**TASKS**
1 > Translate this sentence from the passage on Galdós's characters into Spanish: "Torquemada, we are told, is cruel and pitiless, but we are asked to take this on faith."
2 > Use the passage on Galdós's characters to answer these questions:
(a) Which vice is given for Torquemada?
(b) What book by Sheldon Sacks does the passage cite?
(c) What is named as Fortunata's vice?
3 > Extend the passage on Galdós's portrayal of Fortunata and Torquemada by a paragraph, picking up after its final sentence.

**PAGE EXCERPT**
+ + + +

Galdós' handling of the creation of the characters of Fortunata and Torquemada is similar also, but in a kind of cara y cruz relationship. The characterization   —119→   of Torquemada departs from a negative stance. He is cruel, ugly, of late middle age, his profession is a hated one and his vice (or his nature) is materialism or avarice, one of the seven deadly sins. The change that Galdós is able to effect in the reader's reaction to Torquemada -from revulsion to profound compassion- represents a remarkable artistic achievement. In the case of Fortunata, the author departs from the positive while creating the same pattern. Fortunata is young and beautiful, and her vice (or her nature) paradoxically is love, normally a virtue -except when it finds itself at war with social mores. It is perhaps revealing to note that in the cases of both Fortunata and Torquemada, Galdós is careful to present them dramatically always in a generally sympathetic light and to handle their more censurable behavior briefly in undramatized first-person narrative. As Sheldon Sacks convincingly illustrates in his Fiction and the Shape of Belief, «what we feel about the characters, acts, and thoughts represented in a coherent action depends primarily on the way in which they are revealed to us».200 Torquemada, we are told, is cruel and pitiless, but we are asked to take this on faith. We see him only when he attempts to rise above that characteristic. Fortunata speaks in a vulgar manner, we are told, but we do not hear her do so. She has entered into degrading and promiscuous relationships of a really ugly sort, but we are only told that those things have occurred; we are not shown.

+ + + +

**DATA LINES**
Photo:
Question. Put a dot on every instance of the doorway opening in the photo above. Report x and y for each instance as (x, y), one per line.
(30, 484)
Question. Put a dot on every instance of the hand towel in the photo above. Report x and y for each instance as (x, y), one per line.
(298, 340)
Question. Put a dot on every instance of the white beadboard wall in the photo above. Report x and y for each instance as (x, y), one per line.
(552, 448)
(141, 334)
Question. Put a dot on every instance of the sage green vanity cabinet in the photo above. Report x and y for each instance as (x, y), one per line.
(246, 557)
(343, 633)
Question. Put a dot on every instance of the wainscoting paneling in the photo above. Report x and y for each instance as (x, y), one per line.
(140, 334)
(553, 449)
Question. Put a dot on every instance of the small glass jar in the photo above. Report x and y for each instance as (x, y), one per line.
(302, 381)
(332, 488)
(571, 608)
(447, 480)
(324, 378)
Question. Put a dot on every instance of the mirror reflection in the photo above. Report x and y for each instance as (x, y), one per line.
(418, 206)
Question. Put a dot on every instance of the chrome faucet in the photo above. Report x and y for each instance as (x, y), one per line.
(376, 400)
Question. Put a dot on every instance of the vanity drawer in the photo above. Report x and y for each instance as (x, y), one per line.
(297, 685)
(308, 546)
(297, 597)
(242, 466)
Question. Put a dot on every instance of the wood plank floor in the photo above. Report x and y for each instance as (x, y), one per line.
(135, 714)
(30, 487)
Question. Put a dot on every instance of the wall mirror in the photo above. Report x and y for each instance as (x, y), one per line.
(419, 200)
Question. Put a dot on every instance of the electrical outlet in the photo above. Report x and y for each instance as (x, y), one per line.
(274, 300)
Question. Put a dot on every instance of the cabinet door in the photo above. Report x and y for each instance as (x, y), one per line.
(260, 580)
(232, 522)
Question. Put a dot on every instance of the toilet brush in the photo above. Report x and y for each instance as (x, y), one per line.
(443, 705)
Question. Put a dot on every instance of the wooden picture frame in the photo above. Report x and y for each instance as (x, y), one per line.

+ + + +

**RESPONSES TO THE EXERCISE**
1 > Torquemada, se nos dice, es cruel y despiadado, pero se nos pide que lo aceptemos por fe.

2 >
(a) Materialism or avarice
(b) Fiction and the Shape of Belief
(c) Love

3 >
The plateaus of illusory change in the protagonist of Fortunata y Jacinta are as entirely comparable to those of Torquemada as are the relationships of other major characters to the protagonist and as the «Will she, will she not» narrative pattern. Inevitably, Fortunata too must arrive at death with the moral dilemma still unresolved. Both protagonists die as a direct result of the conflict of their nature with the moral laws of man seen in a religious light. The priest thinks that Fortunata's last words are «Soy ángel», uttered as he is saying «Lo principal es tener un interior puro», but she dies without confession and her words may refer to her competition with Jacinta, the ángel of the novel (IV, VI, 14). Galdós, however, has made clear in myriad ways that Fortunata's interior is for him as pure as only the natural can be. Elsewhere in the work the narrator says, «Hay que contar con la índole, con el esqueleto espiritual, con esa forma interna y perdurable de la persona, que suele sobreponerse a todas las transfiguraciones epidérmicas producidas por la enseñanza» (II, V, 7). Both Fortunata and Torquemada illustrate this belief on the part of Galdós; they are two inflectional forms of a paradigm and can be shown to represent a single character configuration.201 Ángel Guerra is a third member of this paradigm of archetypical protagonists -which is to say that Galdós' three longest novels elaborate a single theme at the level here under scrutiny. All three of these characters are driven by social forces to attempt types and degrees of moral perfection which are in conflict with their individual natures. All three fail but all are rewarded with a theologically «ambiguous» death scene and favorable vibrations.202 No character's authentic being is condemned by Galdós.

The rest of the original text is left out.